Excerpted data:
* START *

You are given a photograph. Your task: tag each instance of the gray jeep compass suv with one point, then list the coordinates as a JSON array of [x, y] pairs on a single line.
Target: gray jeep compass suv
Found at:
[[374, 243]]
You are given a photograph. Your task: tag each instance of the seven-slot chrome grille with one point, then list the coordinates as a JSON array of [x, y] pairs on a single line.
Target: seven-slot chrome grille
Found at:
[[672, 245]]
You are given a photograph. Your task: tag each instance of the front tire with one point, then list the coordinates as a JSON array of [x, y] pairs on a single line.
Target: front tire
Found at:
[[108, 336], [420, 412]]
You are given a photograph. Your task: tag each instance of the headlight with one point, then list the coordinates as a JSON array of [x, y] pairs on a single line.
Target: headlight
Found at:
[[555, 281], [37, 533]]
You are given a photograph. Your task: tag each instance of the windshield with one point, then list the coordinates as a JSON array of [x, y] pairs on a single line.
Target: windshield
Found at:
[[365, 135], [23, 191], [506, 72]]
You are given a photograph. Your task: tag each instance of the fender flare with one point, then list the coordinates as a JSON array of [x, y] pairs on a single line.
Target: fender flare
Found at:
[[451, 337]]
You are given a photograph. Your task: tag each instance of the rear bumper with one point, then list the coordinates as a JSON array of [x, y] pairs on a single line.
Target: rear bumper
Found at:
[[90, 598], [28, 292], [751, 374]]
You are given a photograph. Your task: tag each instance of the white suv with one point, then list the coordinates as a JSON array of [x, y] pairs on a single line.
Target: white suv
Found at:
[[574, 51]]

* END *
* START *

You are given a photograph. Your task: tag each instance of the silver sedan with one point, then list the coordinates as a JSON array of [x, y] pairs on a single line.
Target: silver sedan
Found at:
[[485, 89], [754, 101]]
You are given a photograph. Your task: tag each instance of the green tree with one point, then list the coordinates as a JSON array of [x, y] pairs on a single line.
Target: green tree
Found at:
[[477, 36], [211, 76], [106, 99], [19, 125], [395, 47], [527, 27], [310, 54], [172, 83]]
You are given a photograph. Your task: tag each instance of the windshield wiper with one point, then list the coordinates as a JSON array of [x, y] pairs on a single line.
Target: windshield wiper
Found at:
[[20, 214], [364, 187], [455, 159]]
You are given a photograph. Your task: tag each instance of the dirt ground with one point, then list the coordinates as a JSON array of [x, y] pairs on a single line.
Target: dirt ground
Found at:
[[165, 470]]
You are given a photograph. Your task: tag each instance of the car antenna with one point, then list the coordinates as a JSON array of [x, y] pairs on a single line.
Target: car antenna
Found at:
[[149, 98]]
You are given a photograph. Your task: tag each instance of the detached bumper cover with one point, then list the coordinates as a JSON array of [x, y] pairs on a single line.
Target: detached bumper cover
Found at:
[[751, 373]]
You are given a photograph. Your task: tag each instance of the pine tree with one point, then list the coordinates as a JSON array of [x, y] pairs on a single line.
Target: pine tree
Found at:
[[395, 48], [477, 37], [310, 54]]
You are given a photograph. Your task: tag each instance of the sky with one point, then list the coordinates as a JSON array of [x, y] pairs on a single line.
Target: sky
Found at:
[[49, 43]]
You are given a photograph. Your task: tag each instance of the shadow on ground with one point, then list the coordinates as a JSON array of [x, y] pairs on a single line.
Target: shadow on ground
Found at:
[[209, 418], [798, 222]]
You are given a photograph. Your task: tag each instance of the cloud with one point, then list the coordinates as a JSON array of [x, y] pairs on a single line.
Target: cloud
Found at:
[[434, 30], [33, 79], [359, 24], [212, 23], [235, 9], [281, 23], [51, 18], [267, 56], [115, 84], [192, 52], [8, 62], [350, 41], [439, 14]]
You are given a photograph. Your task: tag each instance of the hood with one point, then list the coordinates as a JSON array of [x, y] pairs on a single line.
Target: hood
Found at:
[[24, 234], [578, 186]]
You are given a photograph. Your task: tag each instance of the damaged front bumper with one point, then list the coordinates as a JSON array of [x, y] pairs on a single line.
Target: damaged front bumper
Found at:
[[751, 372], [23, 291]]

* END *

Written instruction:
Count the lines in the data above that contain the string "seven", and reply with that number alone.

Output for this exercise:
2